After school she went pro, but the league shut down because, "none of you bought tickets," and she started to devote herself to spreading the word of Christ through an evangelical basketball program.

That's right, since an epiphany at nineteen she has been a "born again spirit filled evangelical," and when she says that she doesn't say it matter of factly. She says it with a lot of 'church' in her cadence, but then she adds, "I believe you should live your faith - not legislate it." In a way that falls nowhere into the middle of any spectrum she talks with equal passion about her faith,and her commitment to the seperation of Church and State. She clearly voices her determination to represent all of her district and not just those who attend her church.
It reminded me of people like Jimmy Carter who managed to hold the moral high ground and who were called to service by their faith before the religious right started using hypocritical sanctimony as a nightstick.
When asked if she felt that more Dems should be vocal about their religious beliefs she said that to call on others to do that would be mistake because to be a person of faith should never be the criteria for office.
"When the President called Dobson before nominating Myers, when the President called Robertson before putting Alito forward, that was not only unfortunate but dangerous. We are not a theocracy!"

> **What needs to be done**: Resume the profile of the former basketball player turned candidate on faith and church-state separation, picking up right after its final quoted line.

> **Material shown**:
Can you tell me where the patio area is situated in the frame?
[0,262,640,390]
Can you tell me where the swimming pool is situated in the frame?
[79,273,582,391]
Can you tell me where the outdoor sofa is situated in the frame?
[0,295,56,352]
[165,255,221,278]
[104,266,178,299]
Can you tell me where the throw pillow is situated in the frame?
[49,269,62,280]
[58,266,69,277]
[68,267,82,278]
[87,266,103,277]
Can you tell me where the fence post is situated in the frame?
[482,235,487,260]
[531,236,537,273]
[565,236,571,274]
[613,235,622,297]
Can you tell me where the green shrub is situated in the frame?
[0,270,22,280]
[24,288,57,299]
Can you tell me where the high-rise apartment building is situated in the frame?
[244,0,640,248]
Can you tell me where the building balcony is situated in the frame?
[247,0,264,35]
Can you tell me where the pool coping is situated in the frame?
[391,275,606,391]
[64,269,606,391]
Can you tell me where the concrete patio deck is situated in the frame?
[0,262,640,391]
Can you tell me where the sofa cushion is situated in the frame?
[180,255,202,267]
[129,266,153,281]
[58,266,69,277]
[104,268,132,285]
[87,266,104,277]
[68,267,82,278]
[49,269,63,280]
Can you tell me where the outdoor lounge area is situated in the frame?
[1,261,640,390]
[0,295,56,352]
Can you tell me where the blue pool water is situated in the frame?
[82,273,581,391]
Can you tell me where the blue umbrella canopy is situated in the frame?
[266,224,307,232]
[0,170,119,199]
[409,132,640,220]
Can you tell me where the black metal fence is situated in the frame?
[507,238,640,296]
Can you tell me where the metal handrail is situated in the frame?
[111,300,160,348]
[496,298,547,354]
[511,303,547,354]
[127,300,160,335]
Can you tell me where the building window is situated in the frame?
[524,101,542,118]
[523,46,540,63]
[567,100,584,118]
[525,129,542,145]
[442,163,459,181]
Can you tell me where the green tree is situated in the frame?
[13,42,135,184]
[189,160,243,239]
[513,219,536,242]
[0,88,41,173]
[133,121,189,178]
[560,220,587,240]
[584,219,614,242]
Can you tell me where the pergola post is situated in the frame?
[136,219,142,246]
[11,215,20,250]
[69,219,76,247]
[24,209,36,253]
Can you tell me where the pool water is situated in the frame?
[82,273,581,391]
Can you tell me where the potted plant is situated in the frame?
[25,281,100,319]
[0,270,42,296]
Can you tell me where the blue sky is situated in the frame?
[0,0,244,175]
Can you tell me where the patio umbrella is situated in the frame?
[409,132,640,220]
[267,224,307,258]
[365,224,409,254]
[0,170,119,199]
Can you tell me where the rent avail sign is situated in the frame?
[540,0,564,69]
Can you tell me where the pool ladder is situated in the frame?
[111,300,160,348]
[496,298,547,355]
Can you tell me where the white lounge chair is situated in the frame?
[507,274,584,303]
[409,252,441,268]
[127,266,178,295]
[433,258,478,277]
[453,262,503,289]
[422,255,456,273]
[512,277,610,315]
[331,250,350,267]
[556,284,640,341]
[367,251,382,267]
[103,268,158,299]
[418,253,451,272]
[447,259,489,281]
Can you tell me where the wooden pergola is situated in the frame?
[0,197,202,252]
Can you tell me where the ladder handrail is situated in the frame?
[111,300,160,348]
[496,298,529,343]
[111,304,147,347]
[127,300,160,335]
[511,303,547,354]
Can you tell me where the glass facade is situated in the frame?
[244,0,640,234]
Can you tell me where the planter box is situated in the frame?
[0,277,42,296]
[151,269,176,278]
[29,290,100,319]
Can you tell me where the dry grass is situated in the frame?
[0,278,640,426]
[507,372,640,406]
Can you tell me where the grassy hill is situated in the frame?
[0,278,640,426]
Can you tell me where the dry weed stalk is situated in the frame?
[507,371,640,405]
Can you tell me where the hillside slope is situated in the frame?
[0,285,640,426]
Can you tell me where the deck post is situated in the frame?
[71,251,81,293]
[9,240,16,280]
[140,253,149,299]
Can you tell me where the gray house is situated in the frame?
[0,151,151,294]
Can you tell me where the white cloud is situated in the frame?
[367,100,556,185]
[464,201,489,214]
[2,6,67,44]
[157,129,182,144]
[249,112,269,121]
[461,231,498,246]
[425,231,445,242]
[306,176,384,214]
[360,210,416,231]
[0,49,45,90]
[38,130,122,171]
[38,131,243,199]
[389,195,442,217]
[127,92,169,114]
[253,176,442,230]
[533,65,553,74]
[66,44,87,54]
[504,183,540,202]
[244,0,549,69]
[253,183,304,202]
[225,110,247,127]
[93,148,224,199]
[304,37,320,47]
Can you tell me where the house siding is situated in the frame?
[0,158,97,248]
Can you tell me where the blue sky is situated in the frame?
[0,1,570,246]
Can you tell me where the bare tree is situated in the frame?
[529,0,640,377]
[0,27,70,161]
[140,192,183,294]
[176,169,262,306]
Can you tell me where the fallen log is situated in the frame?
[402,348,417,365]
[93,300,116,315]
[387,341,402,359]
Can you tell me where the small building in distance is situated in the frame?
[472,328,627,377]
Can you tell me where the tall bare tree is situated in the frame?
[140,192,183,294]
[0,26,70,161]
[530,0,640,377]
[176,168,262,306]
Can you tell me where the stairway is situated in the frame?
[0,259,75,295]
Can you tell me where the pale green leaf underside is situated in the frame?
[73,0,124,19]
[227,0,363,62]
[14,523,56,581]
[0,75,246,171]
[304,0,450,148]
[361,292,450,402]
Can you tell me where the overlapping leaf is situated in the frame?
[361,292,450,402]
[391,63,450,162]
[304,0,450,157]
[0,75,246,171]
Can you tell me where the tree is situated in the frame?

> **Exercise output**:
After basketball, she became a highschool teacher, and eventually combined the two as a highschool basketball coach. There was more than a little halftime performance still showing through in her talk tonight.
In a nice demonstration of leadership, if we didn't applaud enough on a line that she felt deserved more, she would do it over until we got it right. And I found myself always agreeing. Each time she did that it was a line that I should have applauded louder. I put my pen down and clapped. My pen didn't do me much good anyhow. She spoke quickly and with fluidity. She generated a lot of energy, and she used her physical presence well; once making a short dash for the door upon discovering that none of the crowd were able to vote in her district.
Generously she returned and encouraged us to work in our districts to send a good team along with her to Washington, and to the capitol here back home. She believes strongly that there should be checks and balances, and that no single party should wield too much power, but she certainly has enjoyed being in a majority in our State House where she served as the Chair of the Democratic Majority Caucus.

After coaching she became Dr. Paccione worked for a while with troubled teens, and then took a job at CSU teaching Teacher Education and Diversity. She started a campaign in 2002 for Congress when no other Democrat was willing to take on Musgrave, but when Senate President Stan Matsunaka decided to enter the race, Angie stepped aside and ran for the State seat. Now she is looking at a race that she says she will win, "not by 55% but 50.2%," and she has been defying the nay sayers by raising $200,000 in the last quarter with half of her contributions being under $100.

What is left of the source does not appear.